**EXTRACT TO READ:**
* BEGIN *

1980 Chatham Cup

Tournament details
- Venue(s): Basin Reserve, Wellington
- Dates: 7 September 1980

Final positions
- Champions: Mount Wellington (2nd title)
- Runners-up: Dunedin City

= 1980 Chatham Cup =

The 1980 Chatham Cup was the 53rd annual nationwide knockout football competition in New Zealand.

Early stages of the competition were run in three regions (northern, central, and southern), with the National League teams receiving a bye until the Fourth Round of the competition. In all, 93 teams took part in the competition. Note: Different sources give different numberings for the rounds of the competition: some start round one with the beginning of the regional qualifications; others start numbering from the first national knock-out stage. The former numbering scheme is used in this article.

==The 1980 final==
The match returned to its former regular home, the Basin Reserve, for the first time since 1972. Mount Wellington won the competition, becoming the third team to win the league/cup double. Dunedin City became the first side from that southern city to reach the final since Saint Kilda in 1965.

Te match was a dour affair, with the Mount scoring both of the goals. The first was scored after eleven minutes when a Clive Campbell corner was headed into the Dunedin goal by Stewart Carruthers — a welcome change from his sending off in the previous year's final. The second goal, from Billy McClure, was the highlight of the match.

==Results==
===Third Round===
Cashmere Wanderers 1 - 0 Halswell United
Clendon United (Auckland) 1 - 2 Courier Rangers (Auckland)
Dunedin Technical 5 - 3 North End United
Glenfield Rovers (North Shore) 3 - 4 Whangarei City
Green Bay-Titirangi 0 - 1 Mount Roskill
Invercargill Thistle 3 - 2 Queens Park (Invercargill)
Kiwi United (Palmerston N.) 2 - 4 Manawatu United (Palmerston N.)
Masterton 3 - 2 Napier City Rovers
Ngaruawahia Affco United 0 - 0* Rotorua City
Northern Hearts (Timaru) 4 - 2 Shamrock (Christchurch)

* END *

[Coordinate annotation entries]
* BEGIN *

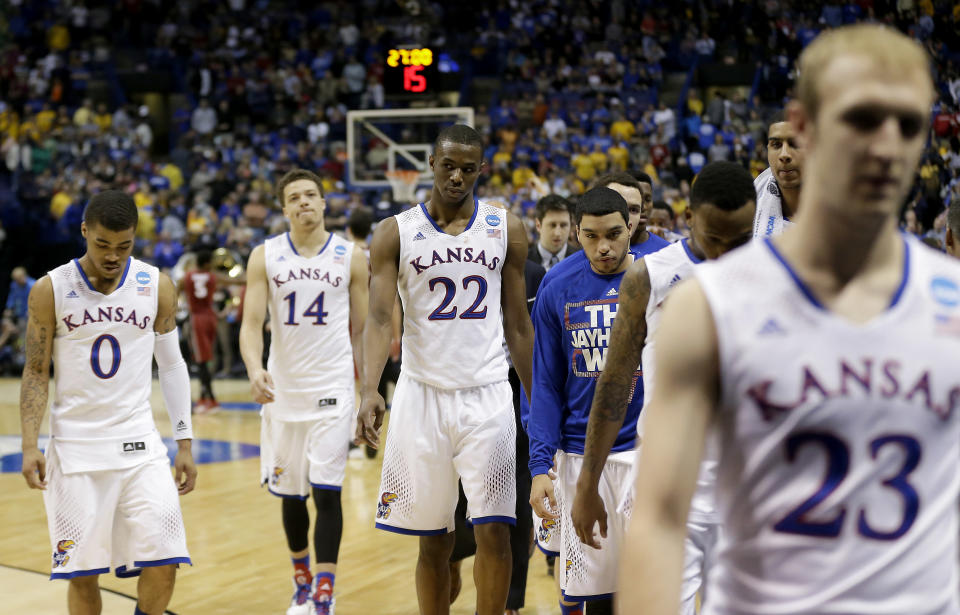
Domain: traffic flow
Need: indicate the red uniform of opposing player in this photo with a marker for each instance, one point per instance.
(199, 286)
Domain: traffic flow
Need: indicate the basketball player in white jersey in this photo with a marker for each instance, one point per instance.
(110, 498)
(826, 360)
(313, 283)
(720, 218)
(458, 266)
(778, 187)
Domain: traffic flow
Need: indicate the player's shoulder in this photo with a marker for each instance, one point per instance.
(932, 262)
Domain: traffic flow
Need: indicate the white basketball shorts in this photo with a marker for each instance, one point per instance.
(437, 435)
(298, 455)
(588, 573)
(122, 519)
(698, 549)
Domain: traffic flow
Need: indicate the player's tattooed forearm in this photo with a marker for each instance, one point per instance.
(610, 401)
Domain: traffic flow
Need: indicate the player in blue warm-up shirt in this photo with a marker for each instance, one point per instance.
(573, 317)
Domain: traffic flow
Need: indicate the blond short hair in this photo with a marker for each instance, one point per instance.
(887, 47)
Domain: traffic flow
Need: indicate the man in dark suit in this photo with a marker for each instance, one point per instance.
(553, 213)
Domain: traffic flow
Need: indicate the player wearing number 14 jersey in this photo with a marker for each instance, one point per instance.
(458, 265)
(314, 286)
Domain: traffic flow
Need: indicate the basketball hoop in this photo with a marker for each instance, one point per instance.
(403, 182)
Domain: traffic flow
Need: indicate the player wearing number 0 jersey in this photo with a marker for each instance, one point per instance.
(111, 501)
(457, 264)
(720, 218)
(825, 358)
(314, 286)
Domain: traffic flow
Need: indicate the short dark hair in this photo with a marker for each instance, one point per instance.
(953, 218)
(204, 256)
(113, 210)
(296, 175)
(459, 133)
(725, 185)
(601, 201)
(642, 177)
(665, 207)
(552, 202)
(616, 177)
(359, 223)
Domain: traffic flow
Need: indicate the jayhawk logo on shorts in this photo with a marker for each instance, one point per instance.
(545, 531)
(60, 556)
(383, 508)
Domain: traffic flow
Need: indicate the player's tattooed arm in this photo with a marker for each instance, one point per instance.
(517, 328)
(166, 305)
(41, 327)
(620, 375)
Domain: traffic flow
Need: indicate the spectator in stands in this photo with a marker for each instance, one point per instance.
(14, 323)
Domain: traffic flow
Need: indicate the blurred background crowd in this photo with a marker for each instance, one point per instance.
(563, 91)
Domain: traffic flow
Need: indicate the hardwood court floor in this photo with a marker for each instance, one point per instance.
(241, 564)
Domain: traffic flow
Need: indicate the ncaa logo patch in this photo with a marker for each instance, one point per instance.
(945, 291)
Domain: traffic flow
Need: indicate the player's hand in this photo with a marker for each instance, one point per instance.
(542, 489)
(587, 511)
(186, 476)
(369, 420)
(35, 468)
(261, 387)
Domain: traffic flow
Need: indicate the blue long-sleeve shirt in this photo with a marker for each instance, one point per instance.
(572, 319)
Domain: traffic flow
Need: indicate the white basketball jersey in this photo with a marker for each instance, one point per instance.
(450, 290)
(311, 357)
(667, 268)
(768, 220)
(840, 442)
(103, 353)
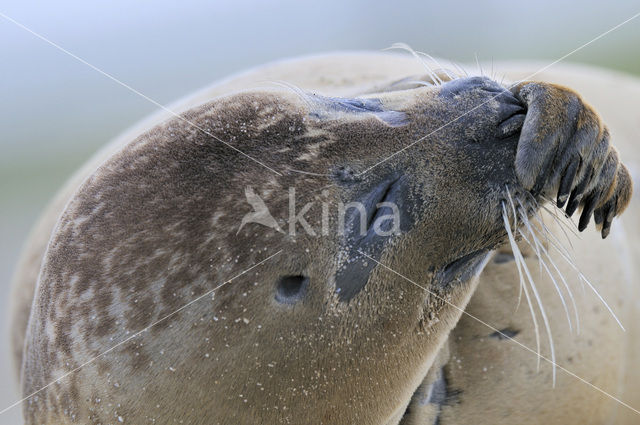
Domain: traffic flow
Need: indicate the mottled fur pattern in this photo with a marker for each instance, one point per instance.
(155, 226)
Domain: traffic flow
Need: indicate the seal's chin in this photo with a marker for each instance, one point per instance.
(464, 268)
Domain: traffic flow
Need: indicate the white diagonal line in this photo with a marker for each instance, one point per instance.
(138, 333)
(128, 87)
(504, 335)
(512, 85)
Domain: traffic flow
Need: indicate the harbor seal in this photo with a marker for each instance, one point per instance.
(337, 319)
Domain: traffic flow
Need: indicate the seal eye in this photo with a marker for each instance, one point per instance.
(291, 289)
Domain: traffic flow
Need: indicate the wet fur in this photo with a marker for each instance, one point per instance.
(174, 192)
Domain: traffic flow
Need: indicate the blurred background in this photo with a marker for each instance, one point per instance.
(55, 111)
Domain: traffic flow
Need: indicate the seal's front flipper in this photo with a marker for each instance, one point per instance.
(564, 152)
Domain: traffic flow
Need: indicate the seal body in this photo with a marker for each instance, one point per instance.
(298, 328)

* END *

**TO-DO LIST:**
- A) Pull out every line of the entries that contains the string "blurred". Case counts.
- B) Write what comes next in the article on the 1980 Chatham Cup, picking up right after its last line.

**THE REPLIES:**
- A)
Need: indicate the blurred background crowd in this photo with a marker for each instance, one point per instance.
Need: indicate the blurred background in this photo with a marker for each instance, one point per instance.

- B)
Oratia United 2 - 1 Mount Albert-Ponsonby
Otara Rangers 3 - 1 East Coast Bays
Stokes Valley 4 - 1 Wellington WMC
Takapuna City 1 - 0 Ellerslie
Tawa 3 - 3* Wanganui East Athletic
Upper Hutt United 2 - 1 Miramar Rangers
Viard Old Boys (Porirua) 0 - 5 Porirua United
Waitara 0 - 4 Taranaki United (New Plymouth)
Waterside (Wellington) 0 - 3 Wellington City
Woolston WMC 2 - 0 Christchurch Technical
- Won on penalties by Ngaruawahia (4–2) and Wanganui (7–5)

===Fourth Round===
Blockhouse Bay 2 - 1 Mount Roskill
Christchurch United 4 - 1 Christchurch Rangers
Courier Rangers 1 - 2 Manurewa
Dunedin Technical 0 - 6 Dunedin City
Hamilton 2 - 0 North Shore United
Manawatu United 2 - 1 Masterton
Mount Wellington 3 - 1 Whangarei City
Nelson United 4 - 1 Wanganui East Athletic
Ngaruawahia Affco United 0 - 1 Otara Rangers
Northern Hearts 5 - 3 Cashmere Wanderers
Stokes Valley 1 - 2 Gisborne City
Takapuna City 7 - 0 Oratia United
Upper Hutt United 0 - 2 Stop Out (Lower Hutt)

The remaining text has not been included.